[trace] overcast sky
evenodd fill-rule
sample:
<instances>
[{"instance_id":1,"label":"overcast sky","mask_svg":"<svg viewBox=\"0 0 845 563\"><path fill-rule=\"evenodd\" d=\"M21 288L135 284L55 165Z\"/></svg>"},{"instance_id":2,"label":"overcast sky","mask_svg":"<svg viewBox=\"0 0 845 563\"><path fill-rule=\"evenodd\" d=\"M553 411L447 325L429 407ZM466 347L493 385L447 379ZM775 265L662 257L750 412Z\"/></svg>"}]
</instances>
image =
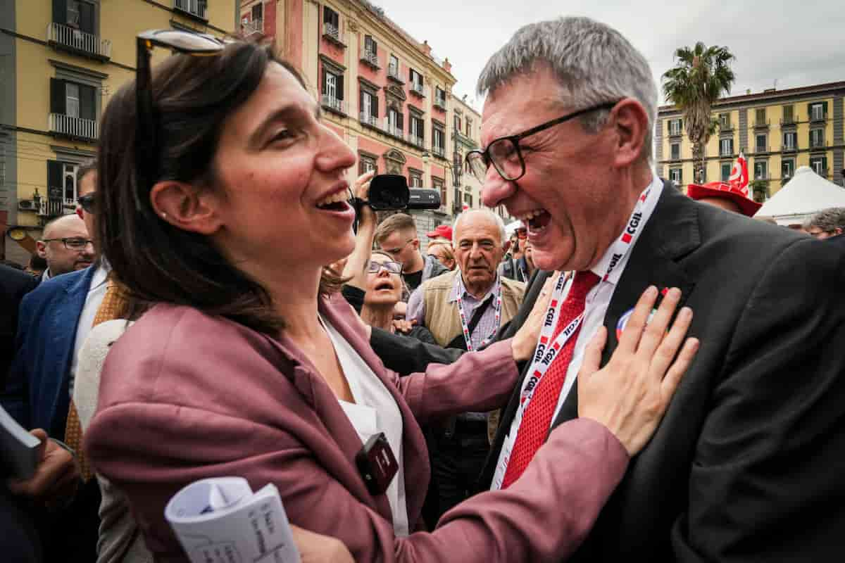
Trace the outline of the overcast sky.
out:
<instances>
[{"instance_id":1,"label":"overcast sky","mask_svg":"<svg viewBox=\"0 0 845 563\"><path fill-rule=\"evenodd\" d=\"M845 80L845 7L841 0L372 0L415 39L452 63L454 93L475 97L487 58L526 24L586 15L619 30L646 56L659 85L674 50L727 46L736 56L731 93ZM480 103L476 104L480 110Z\"/></svg>"}]
</instances>

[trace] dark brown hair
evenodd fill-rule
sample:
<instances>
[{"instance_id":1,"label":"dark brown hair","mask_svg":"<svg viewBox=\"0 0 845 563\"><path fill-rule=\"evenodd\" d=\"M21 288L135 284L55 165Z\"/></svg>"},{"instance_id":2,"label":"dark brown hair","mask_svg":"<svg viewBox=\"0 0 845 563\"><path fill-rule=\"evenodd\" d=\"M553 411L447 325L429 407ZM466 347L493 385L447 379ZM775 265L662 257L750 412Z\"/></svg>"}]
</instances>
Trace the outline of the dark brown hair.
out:
<instances>
[{"instance_id":1,"label":"dark brown hair","mask_svg":"<svg viewBox=\"0 0 845 563\"><path fill-rule=\"evenodd\" d=\"M236 41L218 55L173 55L153 70L157 172L137 185L135 82L117 91L103 114L97 174L97 221L102 252L128 293L137 316L156 302L185 305L265 333L284 327L270 294L230 263L212 241L183 230L155 213L155 181L177 180L215 189L214 157L226 118L258 89L269 65L302 75L269 46ZM135 193L141 208L136 208ZM341 280L325 270L323 294Z\"/></svg>"}]
</instances>

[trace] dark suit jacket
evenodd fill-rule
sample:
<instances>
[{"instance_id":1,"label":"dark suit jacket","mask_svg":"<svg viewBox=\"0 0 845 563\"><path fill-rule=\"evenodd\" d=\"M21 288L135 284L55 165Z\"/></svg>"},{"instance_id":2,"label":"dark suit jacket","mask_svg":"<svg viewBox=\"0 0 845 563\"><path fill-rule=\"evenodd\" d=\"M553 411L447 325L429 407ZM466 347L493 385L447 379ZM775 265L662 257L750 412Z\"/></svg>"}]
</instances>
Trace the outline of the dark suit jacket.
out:
<instances>
[{"instance_id":1,"label":"dark suit jacket","mask_svg":"<svg viewBox=\"0 0 845 563\"><path fill-rule=\"evenodd\" d=\"M500 342L453 365L398 377L384 369L340 295L320 311L391 393L402 416L408 521L419 524L428 453L416 420L485 410L510 394L518 371ZM499 379L491 382L491 375ZM275 484L291 522L339 538L363 563L549 560L578 544L628 456L600 425L556 431L507 491L447 512L432 534L395 537L385 495L371 495L355 464L362 442L334 392L284 334L275 339L184 306L160 305L130 327L102 371L85 435L98 473L128 495L156 561L183 561L164 520L167 501L193 480L240 475ZM543 533L551 526L554 534Z\"/></svg>"},{"instance_id":2,"label":"dark suit jacket","mask_svg":"<svg viewBox=\"0 0 845 563\"><path fill-rule=\"evenodd\" d=\"M602 364L615 349L619 318L650 284L684 291L701 348L571 560L841 558L845 252L837 246L666 185L605 317ZM533 305L532 289L521 313ZM486 486L519 388L482 473ZM554 425L575 416L574 388Z\"/></svg>"},{"instance_id":3,"label":"dark suit jacket","mask_svg":"<svg viewBox=\"0 0 845 563\"><path fill-rule=\"evenodd\" d=\"M20 300L36 285L38 280L29 273L0 264L0 389L14 355Z\"/></svg>"},{"instance_id":4,"label":"dark suit jacket","mask_svg":"<svg viewBox=\"0 0 845 563\"><path fill-rule=\"evenodd\" d=\"M0 403L25 428L64 439L76 325L95 267L46 280L21 302L16 353Z\"/></svg>"}]
</instances>

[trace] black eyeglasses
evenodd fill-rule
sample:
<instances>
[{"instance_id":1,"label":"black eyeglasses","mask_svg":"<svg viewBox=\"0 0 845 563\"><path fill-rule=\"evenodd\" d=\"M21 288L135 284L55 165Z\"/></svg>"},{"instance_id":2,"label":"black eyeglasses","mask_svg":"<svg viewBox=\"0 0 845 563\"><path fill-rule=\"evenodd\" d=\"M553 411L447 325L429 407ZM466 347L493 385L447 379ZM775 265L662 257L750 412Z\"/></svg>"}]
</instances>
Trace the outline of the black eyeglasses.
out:
<instances>
[{"instance_id":1,"label":"black eyeglasses","mask_svg":"<svg viewBox=\"0 0 845 563\"><path fill-rule=\"evenodd\" d=\"M85 213L94 213L94 197L95 193L91 192L76 198L76 203L79 204Z\"/></svg>"},{"instance_id":2,"label":"black eyeglasses","mask_svg":"<svg viewBox=\"0 0 845 563\"><path fill-rule=\"evenodd\" d=\"M398 262L376 262L375 260L370 260L367 271L370 273L379 273L383 268L389 273L399 274L402 273L402 265Z\"/></svg>"},{"instance_id":3,"label":"black eyeglasses","mask_svg":"<svg viewBox=\"0 0 845 563\"><path fill-rule=\"evenodd\" d=\"M62 244L68 250L84 250L88 245L94 246L94 241L90 239L84 239L80 236L71 236L68 238L62 239L42 239L41 242L52 242L53 241L61 241Z\"/></svg>"},{"instance_id":4,"label":"black eyeglasses","mask_svg":"<svg viewBox=\"0 0 845 563\"><path fill-rule=\"evenodd\" d=\"M490 167L491 163L495 167L496 171L499 172L499 175L505 180L510 181L519 180L526 173L526 162L522 159L522 151L520 150L521 140L579 116L583 116L585 113L597 111L599 110L609 110L619 103L619 101L606 102L584 110L579 110L563 117L558 117L550 122L546 122L542 125L537 125L536 127L532 127L527 131L523 131L518 135L499 137L490 143L484 150L471 150L466 153L466 164L469 165L470 170L472 171L472 175L482 182L487 178L487 171Z\"/></svg>"},{"instance_id":5,"label":"black eyeglasses","mask_svg":"<svg viewBox=\"0 0 845 563\"><path fill-rule=\"evenodd\" d=\"M158 177L158 120L153 104L152 72L150 57L154 46L196 57L216 55L226 47L221 40L204 33L179 30L153 30L138 35L135 71L135 105L138 123L135 128L135 208L141 211L141 192L148 190Z\"/></svg>"}]
</instances>

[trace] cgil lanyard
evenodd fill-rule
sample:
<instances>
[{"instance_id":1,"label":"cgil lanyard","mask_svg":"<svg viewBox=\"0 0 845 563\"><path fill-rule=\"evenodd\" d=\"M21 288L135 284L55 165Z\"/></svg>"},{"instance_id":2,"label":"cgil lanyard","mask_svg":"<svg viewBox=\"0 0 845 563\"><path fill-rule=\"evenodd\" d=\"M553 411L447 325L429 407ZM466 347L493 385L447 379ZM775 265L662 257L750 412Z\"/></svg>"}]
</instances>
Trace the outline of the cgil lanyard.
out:
<instances>
[{"instance_id":1,"label":"cgil lanyard","mask_svg":"<svg viewBox=\"0 0 845 563\"><path fill-rule=\"evenodd\" d=\"M458 316L461 317L461 332L464 335L464 340L466 341L466 351L472 352L474 349L472 348L472 340L470 334L469 325L466 324L466 316L464 315L464 301L461 299L461 295L466 290L464 287L464 279L461 275L460 272L458 274ZM483 303L483 301L482 301ZM493 335L495 335L496 331L499 330L499 322L502 320L502 283L501 280L499 282L499 291L496 292L496 301L493 303L493 311L495 311L495 317L493 320L494 327L493 332L486 338L481 341L478 344L478 348L481 348L487 344L493 339Z\"/></svg>"},{"instance_id":2,"label":"cgil lanyard","mask_svg":"<svg viewBox=\"0 0 845 563\"><path fill-rule=\"evenodd\" d=\"M615 284L619 281L621 273L618 271L614 272L614 270L616 270L617 264L621 262L622 258L630 249L630 243L640 230L640 225L642 222L643 208L646 207L647 203L650 203L648 199L652 192L655 194L657 193L650 187L637 199L636 205L634 206L634 211L631 212L631 216L628 219L625 230L612 246L613 254L611 255L610 263L608 265L608 270L602 278L602 284L611 283ZM581 326L581 321L584 320L584 313L582 312L572 319L560 331L557 338L549 343L552 340L552 334L554 333L554 328L558 326L558 317L560 316L559 306L564 300L564 295L569 294L569 290L572 286L574 280L574 275L570 276L568 281L564 280L564 276L561 275L555 284L554 291L552 293L552 301L549 303L548 311L546 313L546 322L543 323L542 329L540 331L540 337L537 338L537 348L534 351L534 359L527 371L531 375L526 378L522 387L522 392L520 393L519 409L521 413L524 413L525 409L528 407L528 403L534 395L534 391L540 384L543 376L545 376L558 351L577 332L578 327ZM565 284L564 281L566 281Z\"/></svg>"}]
</instances>

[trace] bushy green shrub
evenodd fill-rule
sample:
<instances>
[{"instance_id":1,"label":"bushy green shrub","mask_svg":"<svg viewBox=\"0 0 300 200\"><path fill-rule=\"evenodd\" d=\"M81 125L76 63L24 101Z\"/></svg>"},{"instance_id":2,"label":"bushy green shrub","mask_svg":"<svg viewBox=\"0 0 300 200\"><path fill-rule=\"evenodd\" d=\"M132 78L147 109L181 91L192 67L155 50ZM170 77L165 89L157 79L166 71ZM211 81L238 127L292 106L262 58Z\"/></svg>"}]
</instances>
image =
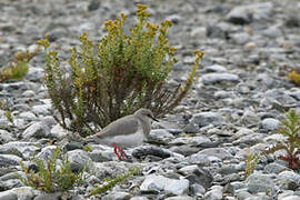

§ SET TASK: Pick out every line in the rows above that contains the string "green", treating uppercase and lowercase as different, and copy each of those lines.

§ FINAL RESULT:
[trace] bushy green shrub
[{"instance_id":1,"label":"bushy green shrub","mask_svg":"<svg viewBox=\"0 0 300 200\"><path fill-rule=\"evenodd\" d=\"M81 125L76 63L24 101Z\"/></svg>"},{"instance_id":2,"label":"bushy green shrub","mask_svg":"<svg viewBox=\"0 0 300 200\"><path fill-rule=\"evenodd\" d=\"M132 78L147 109L181 91L192 67L155 50ZM170 77L165 89L157 79L166 71ZM211 81L238 127L292 106L262 58Z\"/></svg>"}]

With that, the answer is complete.